━━━━━ Record extracts

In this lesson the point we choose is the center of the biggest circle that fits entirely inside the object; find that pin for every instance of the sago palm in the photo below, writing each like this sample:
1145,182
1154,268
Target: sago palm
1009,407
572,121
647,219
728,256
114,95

━━━━━━━━━━

Print the listing above in full, exactly as it is.

In this lesson the point we choose is the center of the biggest circle that fits entirely inside the object; find that pin for every instance of the sago palm in the photo below, writing each like this sample:
1145,182
1154,268
Target: sago palm
1009,407
572,121
647,219
728,256
114,95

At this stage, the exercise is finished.